» **Extracto del documento**:
————

Hispanic Community April 2023 PREMIUM
El incidente que voy a comentar apenas fue noticia en el periódico de mi universidad, pero puedo dar fe de este en condición de testigo.

Se produjo durante la presentación de la historiadora Anne Applebaum en New York University durante el ciclo de conferencias que coordina en el Jordan Center la periodista rusa Yevgenia Albats. Albats, directora por años del semanario The New Times con sede en Moscú al inicio de la guerra con Ucrania tuvo que ver cómo su sitio web fue bloqueado por órdenes de Putin mientras ella misma era acusada de ser agente enemiga. El acoso subsiguiente la obligó a salir de Rusia hasta recalar en Nueva York. Pero lejos de tomarse un descanso, Albats se dedica ahora a invitar a expertos en diferentes campos —desde académicos a periodistas pasando por políticos de diferentes países, aunque mayormente rusos y ucranianos— para arrojar toda la luz que puedan sobre la guerra en Ucrania y vislumbrar su posible desenlace. Después de todo, no es poco lo que está en juego, incluido el riesgo de una guerra nuclear.

La invitada de Albats el jueves 2 de marzo era, como dije, Anne Applebaum. Applebaum, nacida en Washington D.C. y desde hace mucho radicada en Polonia, es posiblemente la investigadora más acuciosa de los métodos y efectos del totalitarismo soviético del cual el régimen de Putin, si no copia exacta, es legítimo y orgulloso descendiente. Applebaum ha escrito libros que van desde el sistema carcelario (Gulag. Historia de los campos de concentración soviéticos), hasta el holocausto ucraniano de los años treinta, conocido como Holomodor (Hambruna roja. La guerra de Stalin contra Ucrania) o la colonización soviética de los países conquistados al final de la Segunda Guerra Mundial (El telón de acero. La destrucción de Europa del Este 1944-1956). Como ya puede anticiparse en los títulos, la académica no se ha dejado arrastrar por la corriente de relativismo imperante en las universidades del que fue, junto al nazismo, uno de los regímenes más criminales y opresivos que ha conocido la historia de la humanidad.

El conversatorio en aquel salón universitario de unos cincuenta metros cuadrados atiborrado de personas fue, como era de esperar, interesantísimo. Se discutía, entre otros asuntos, si las circunstancias que rodean el conflicto ucraniano lo asemejan más a aquella tragedia de enredos que derivó en la Primera Guerra Mundial o el horror premeditado que desembocó en la Segunda. Llegado el momento de responder las preguntas del público tomó la palabra un joven que desde el inicio estuvo claro que no estaba allí para escuchar y mucho menos para aprender algo. Su intervención consistió en un cúmulo de lugares comunes sobre el intervencionismo de Estados Unidos en todo el mundo y, por tanto, el poco derecho que le asistía a las presentadoras de aquella tarde a cuestionar la intervención de Rusia en Ucrania. El tono agresivo e insultante que empleó nos convenció de inicio de que no se trataba del típico personaje excéntrico que acude a las conferencias para escucharse a sí mismo. Mientras tanto lo filmaba otro hombre que, cuando su compañero fue desalojado, tomó el relevo de las acusaciones e insultos. La reacción de las presentadoras fue notable, aunque muy diferente en cada caso; mientras Applebaum se mantuvo impasible, casi distante (“parece que los atraigo” comentó) Albats avanzó sobre los perturbadores mientras decía “Tolero todo tipo de debates menos que secuestren la discusión o insulten a mis invitados”. Aunque al final ambos fueron conminados a abandonar el salón por una de las coordinadoras del evento, la periodista dejó claro que ella se bastaba para enfrentar a los intrusos.

————

» **Entradas de un conjunto de datos**:
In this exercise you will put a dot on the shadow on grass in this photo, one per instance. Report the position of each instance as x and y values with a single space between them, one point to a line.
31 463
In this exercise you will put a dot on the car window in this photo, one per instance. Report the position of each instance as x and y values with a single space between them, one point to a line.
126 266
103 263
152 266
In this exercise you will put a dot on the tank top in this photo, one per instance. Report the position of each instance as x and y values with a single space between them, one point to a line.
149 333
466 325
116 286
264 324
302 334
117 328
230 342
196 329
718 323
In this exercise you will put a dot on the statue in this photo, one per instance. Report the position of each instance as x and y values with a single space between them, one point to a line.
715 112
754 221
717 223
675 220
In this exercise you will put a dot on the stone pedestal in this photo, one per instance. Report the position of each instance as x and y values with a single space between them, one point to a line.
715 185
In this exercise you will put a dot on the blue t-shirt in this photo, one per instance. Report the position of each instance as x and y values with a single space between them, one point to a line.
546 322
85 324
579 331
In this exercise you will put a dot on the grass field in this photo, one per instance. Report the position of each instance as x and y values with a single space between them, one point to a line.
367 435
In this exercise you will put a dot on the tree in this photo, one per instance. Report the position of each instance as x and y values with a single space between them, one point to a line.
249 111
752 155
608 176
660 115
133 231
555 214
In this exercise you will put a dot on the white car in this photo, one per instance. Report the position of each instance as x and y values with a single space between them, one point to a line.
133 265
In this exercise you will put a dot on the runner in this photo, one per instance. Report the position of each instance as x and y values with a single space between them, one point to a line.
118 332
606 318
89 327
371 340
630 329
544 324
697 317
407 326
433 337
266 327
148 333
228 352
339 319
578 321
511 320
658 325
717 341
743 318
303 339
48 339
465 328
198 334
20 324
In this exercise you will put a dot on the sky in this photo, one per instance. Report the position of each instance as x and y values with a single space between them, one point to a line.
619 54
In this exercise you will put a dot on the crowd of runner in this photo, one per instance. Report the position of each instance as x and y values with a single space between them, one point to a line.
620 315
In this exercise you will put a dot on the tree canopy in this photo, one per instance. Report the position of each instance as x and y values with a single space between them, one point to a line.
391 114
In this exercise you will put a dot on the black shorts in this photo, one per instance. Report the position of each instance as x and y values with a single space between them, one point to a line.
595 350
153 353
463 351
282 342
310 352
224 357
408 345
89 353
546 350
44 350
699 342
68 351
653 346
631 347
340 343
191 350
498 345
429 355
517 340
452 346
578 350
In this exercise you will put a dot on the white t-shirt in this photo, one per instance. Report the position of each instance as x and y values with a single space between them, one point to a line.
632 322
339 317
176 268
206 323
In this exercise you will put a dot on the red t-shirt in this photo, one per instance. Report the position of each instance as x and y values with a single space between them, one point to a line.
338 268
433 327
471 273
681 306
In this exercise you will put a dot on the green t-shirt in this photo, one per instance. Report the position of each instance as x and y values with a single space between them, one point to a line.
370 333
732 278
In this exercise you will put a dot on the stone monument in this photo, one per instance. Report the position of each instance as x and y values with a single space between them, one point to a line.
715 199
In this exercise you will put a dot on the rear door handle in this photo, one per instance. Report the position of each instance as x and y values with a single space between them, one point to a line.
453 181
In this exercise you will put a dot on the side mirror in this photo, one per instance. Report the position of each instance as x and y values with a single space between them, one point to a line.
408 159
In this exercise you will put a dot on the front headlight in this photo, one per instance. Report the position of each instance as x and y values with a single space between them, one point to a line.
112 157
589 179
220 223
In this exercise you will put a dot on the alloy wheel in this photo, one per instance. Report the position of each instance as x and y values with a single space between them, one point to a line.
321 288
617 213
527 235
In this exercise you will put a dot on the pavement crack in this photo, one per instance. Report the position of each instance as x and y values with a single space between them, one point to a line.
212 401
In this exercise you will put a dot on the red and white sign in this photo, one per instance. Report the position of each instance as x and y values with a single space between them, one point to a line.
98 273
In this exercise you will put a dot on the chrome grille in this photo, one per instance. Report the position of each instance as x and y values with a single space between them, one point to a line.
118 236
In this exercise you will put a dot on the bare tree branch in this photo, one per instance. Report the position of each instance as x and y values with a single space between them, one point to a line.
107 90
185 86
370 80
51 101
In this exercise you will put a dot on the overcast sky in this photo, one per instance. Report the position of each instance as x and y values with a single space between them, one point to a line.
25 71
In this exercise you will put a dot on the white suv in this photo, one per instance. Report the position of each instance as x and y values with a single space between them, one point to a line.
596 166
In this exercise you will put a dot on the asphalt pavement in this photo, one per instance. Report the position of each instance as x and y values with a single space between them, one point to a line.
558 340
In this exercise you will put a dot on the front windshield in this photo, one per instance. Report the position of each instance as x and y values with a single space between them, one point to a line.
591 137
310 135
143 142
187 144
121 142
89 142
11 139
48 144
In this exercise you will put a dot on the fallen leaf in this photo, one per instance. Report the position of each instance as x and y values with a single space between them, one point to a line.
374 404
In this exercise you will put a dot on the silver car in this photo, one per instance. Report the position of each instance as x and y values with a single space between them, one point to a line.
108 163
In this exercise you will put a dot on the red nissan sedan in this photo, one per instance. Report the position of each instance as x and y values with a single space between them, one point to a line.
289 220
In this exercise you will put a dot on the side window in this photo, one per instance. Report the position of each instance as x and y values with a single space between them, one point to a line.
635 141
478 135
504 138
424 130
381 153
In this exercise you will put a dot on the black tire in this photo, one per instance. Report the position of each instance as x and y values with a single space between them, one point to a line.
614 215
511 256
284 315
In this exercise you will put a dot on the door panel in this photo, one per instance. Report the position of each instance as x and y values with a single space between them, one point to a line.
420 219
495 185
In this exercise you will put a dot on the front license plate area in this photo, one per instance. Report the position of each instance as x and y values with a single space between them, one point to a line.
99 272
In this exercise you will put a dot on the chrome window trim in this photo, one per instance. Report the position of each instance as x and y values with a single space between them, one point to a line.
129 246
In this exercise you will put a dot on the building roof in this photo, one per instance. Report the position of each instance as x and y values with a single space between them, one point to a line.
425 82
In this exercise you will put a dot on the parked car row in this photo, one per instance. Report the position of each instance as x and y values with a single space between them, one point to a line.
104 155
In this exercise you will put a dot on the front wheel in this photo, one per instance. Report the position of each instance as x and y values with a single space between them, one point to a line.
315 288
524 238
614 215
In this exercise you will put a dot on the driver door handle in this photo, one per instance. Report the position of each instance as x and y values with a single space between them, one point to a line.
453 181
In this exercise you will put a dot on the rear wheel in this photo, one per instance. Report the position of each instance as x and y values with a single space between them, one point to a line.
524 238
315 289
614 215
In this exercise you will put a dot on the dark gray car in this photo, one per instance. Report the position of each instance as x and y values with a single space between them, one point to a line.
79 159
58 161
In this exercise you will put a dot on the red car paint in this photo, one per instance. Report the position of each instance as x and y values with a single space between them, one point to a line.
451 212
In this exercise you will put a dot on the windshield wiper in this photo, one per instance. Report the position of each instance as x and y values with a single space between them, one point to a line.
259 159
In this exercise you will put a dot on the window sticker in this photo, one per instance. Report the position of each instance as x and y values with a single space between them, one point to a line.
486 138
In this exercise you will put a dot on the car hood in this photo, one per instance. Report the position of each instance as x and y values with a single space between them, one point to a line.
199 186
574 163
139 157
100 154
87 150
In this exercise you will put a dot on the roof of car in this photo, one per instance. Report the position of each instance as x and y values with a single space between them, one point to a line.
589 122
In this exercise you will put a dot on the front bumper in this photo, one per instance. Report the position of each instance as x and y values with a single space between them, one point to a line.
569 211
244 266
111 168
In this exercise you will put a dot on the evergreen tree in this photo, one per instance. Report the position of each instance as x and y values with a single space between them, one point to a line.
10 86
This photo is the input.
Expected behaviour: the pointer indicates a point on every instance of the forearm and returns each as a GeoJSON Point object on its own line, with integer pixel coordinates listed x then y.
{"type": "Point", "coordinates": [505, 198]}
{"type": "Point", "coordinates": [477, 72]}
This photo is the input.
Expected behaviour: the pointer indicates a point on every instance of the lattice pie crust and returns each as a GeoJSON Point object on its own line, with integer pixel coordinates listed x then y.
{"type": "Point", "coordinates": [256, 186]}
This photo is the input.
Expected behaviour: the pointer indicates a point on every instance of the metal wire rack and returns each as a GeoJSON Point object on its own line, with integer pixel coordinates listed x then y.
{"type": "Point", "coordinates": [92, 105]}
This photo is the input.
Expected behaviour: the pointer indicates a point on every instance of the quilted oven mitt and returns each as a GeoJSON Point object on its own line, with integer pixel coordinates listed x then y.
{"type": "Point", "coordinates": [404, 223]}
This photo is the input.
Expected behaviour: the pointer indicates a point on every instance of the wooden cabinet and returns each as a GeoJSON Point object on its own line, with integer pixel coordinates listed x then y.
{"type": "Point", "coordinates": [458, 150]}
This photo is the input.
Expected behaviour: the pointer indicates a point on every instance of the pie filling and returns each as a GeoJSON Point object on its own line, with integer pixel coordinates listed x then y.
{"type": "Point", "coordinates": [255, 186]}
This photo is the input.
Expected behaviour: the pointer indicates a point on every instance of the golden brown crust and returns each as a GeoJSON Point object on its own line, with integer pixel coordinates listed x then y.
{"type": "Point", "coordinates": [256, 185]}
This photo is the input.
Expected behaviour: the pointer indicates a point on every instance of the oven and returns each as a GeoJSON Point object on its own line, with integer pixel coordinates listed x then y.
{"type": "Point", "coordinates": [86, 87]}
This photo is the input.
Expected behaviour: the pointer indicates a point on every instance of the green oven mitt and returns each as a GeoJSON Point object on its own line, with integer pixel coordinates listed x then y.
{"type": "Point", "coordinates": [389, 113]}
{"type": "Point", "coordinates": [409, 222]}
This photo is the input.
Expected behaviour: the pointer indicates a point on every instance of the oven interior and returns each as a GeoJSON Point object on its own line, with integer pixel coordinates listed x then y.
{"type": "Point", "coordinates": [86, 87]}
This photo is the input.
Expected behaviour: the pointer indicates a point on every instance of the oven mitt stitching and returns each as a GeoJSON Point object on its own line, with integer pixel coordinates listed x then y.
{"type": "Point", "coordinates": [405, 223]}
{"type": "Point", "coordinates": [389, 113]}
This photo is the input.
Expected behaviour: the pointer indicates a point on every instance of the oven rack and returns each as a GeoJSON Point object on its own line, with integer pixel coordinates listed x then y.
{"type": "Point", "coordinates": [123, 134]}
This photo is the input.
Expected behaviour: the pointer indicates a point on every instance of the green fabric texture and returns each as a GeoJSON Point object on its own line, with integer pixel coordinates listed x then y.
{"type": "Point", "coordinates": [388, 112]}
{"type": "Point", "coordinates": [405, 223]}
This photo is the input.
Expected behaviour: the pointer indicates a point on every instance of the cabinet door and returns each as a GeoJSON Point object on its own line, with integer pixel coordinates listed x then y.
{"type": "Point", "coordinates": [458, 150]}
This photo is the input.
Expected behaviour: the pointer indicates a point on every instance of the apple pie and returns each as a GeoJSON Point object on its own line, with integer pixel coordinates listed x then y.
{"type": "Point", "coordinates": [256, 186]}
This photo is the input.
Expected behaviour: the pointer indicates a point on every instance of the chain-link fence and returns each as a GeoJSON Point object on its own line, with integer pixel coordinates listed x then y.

————

» **Tarea requerida**: Reproduce al pie de la letra el pasaje del texto sobre la conferencia de Anne Applebaum que empieza con las palabras que contienen "Hispanic Community April" y termina con "condición de testigo.".

» **Resultado esperado**:
Hispanic Community April 2023 PREMIUM
El incidente que voy a comentar apenas fue noticia en el periódico de mi universidad, pero puedo dar fe de este en condición de testigo.